**GIVEN TEXT:**
----
Forgetful Crypto March 3, 2009 5:07 PM

All I can say is, I would have “forgotten” that passphrase from the very beginning.

Given that my encryption passphrases (on-the-fly full-disk, not normal PGP) are full, long sentences, “forgetting” them would be a very understandable thing.

Anonymous March 3, 2009 6:59 PM

Simple version of Judge Session’s decision:

It’s a foregone conclusion that the guy’s guilty. Therefore, he can be forced to produce evidence of his guilt.

If he doesn’t produce the evidence, then he can be locked up without trial.

That’s all there is to it.

Matthew Skala March 3, 2009 9:24 PM

BF Skinner: I was quoting a previous poster, hence my use of quotation marks. I strongly dispute the claim that animated child pornography is “completely legal”; the other guy said it was legal, and I pointed out that someone was recently convicted for it so it can’t be quite so legal as all that.

Fontaine March 3, 2009 10:25 PM

Just think if he was employing a hidden OS from Truecrypt. He could have entered the password for the decoy OS and it would have booted up just fine with no incriminating files to be found. He could have even put some decoy porn on the decoy OS so he would at least have the argument that the border guard saw that porn but was mistaken in what he interpreted to be child pornography.
If the guy does have child porn, he should be prosecuted. That aside, the larger issue here is protecting one’s right to not being forced into self-incrimination. The decoy OS would have been sweet for his case.

Nabeshin March 4, 2009 1:33 AM

I don’t knwo exactly the specific case, but…
We are going towards an always on world, and if the machine is booted when all begins the time needed to merely get from the door to the machine, or say “give me the notebook/netbook/smartphone” and do any little thing may be enough for the daemon.
“Wops, the counter reached 0 in the moment you got the machine, and I consequently had no men to stop it from deleting my key!”
At least, it may be enough for a reasonable doubt for the Court, expecially if it is just a fake to plausibly deny giving the password.

But if the machine is powered off, I agree with you, a good hardware security is the only thing that can wipe the hd.

Simon Bridge March 4, 2009 1:37 AM

TrueCrypt’s, or anyone elses, deniable system would not have helped the defendant – this is because the enforcement officer had already seen incriminating evidence.
----
**DATA TO EXAMINE:**
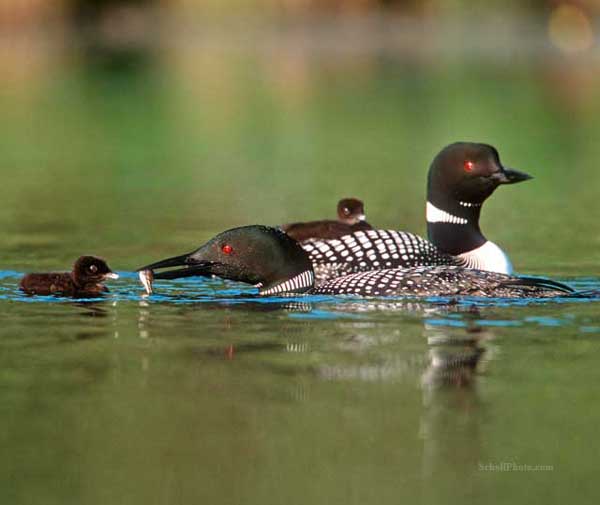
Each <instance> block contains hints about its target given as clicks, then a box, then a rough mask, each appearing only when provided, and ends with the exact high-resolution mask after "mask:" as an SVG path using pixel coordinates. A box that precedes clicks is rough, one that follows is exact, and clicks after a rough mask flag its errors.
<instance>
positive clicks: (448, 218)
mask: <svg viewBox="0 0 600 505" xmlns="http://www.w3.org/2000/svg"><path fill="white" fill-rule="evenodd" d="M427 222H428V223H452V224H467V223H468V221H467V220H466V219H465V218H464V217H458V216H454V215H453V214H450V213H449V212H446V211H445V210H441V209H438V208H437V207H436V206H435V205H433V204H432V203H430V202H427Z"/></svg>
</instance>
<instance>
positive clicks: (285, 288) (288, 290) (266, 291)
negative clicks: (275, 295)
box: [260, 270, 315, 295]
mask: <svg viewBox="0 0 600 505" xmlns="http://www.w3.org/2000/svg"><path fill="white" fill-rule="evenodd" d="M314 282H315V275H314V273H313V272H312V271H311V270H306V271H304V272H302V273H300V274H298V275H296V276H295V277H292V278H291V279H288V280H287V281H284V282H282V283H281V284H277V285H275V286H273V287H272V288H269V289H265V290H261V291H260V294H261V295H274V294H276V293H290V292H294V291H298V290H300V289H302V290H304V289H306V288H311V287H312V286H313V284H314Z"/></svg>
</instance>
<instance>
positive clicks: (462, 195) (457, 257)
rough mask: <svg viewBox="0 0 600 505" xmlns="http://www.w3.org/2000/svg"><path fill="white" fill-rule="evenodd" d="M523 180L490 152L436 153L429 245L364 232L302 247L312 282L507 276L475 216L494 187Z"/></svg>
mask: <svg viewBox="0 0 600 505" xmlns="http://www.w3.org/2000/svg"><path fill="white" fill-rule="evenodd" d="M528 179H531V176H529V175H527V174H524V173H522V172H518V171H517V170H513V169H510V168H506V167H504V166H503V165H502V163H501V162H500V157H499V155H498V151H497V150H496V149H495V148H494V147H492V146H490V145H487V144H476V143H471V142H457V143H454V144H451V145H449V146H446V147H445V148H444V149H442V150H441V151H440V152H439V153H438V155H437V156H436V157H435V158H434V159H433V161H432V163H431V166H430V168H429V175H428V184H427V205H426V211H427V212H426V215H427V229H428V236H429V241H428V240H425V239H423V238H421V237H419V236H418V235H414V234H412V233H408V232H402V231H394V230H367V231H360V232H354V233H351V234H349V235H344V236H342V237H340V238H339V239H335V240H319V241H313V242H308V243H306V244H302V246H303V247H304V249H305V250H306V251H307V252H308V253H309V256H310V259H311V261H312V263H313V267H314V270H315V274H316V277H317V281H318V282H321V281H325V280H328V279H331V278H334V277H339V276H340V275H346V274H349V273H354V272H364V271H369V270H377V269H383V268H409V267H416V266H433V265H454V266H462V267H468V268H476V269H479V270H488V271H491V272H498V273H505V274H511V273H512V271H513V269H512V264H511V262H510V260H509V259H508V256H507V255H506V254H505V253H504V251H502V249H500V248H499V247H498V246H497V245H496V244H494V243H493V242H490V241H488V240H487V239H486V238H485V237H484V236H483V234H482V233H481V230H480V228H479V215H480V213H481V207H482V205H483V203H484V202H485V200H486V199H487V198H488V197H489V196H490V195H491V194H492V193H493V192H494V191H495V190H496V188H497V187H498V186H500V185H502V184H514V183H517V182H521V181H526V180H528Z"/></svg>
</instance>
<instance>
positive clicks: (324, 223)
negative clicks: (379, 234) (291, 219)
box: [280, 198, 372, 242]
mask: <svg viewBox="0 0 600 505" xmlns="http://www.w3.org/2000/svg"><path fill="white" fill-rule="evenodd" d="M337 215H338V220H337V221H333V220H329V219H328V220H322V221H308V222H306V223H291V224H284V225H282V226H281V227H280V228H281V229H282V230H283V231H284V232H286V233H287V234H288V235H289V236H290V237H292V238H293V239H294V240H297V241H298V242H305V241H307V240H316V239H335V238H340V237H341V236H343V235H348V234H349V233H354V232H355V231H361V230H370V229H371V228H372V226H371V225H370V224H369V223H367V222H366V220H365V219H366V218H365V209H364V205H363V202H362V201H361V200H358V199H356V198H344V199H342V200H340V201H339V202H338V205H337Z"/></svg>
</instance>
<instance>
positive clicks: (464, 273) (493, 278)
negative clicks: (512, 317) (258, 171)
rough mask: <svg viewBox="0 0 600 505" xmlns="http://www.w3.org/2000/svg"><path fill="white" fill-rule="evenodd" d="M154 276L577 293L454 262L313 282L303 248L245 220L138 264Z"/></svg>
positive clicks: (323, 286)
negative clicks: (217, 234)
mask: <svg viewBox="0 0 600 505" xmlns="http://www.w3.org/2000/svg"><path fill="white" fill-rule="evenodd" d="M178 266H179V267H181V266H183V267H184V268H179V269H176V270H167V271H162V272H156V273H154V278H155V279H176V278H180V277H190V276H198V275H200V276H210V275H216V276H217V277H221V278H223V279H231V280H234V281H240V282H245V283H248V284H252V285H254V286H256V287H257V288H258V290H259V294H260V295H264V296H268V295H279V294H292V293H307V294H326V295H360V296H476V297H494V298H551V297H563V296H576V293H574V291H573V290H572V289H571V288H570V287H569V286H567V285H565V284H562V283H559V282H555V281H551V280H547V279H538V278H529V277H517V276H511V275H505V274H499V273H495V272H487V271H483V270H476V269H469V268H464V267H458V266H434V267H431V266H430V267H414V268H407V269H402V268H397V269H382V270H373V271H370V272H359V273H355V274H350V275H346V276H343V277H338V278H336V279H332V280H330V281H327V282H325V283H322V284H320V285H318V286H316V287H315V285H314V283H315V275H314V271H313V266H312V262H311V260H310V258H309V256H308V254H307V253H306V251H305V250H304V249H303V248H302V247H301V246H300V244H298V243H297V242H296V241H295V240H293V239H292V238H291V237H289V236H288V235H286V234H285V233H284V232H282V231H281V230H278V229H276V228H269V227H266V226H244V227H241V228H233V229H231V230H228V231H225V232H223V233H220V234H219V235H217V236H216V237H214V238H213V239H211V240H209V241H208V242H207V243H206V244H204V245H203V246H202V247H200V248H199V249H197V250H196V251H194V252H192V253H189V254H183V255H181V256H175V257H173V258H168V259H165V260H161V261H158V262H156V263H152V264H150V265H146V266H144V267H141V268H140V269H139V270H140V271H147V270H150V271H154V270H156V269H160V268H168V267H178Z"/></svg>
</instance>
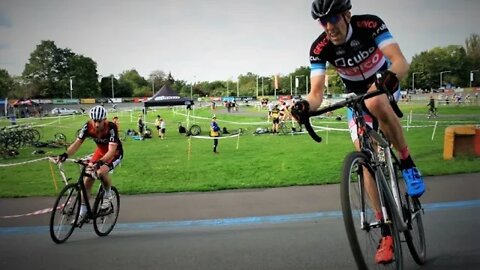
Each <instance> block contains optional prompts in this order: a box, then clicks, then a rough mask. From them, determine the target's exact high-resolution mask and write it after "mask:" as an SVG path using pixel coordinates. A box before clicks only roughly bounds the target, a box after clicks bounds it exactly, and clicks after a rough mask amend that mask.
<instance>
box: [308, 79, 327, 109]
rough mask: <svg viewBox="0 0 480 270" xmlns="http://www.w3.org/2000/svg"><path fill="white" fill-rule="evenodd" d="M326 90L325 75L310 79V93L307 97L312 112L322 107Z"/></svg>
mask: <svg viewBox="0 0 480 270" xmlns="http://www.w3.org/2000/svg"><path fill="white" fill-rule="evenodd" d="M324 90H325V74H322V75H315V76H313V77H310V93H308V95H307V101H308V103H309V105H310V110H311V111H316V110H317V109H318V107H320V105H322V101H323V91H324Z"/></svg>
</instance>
----
**EXERCISE BRIEF:**
Reproduce word for word the passage of the comment thread that runs from "All I can say" up to and including "up without trial.". Rely only on the comment thread about the encryption case, not on the records.

**ANSWER SECTION:**
All I can say is, I would have “forgotten” that passphrase from the very beginning.

Given that my encryption passphrases (on-the-fly full-disk, not normal PGP) are full, long sentences, “forgetting” them would be a very understandable thing.

Anonymous March 3, 2009 6:59 PM

Simple version of Judge Session’s decision:

It’s a foregone conclusion that the guy’s guilty. Therefore, he can be forced to produce evidence of his guilt.

If he doesn’t produce the evidence, then he can be locked up without trial.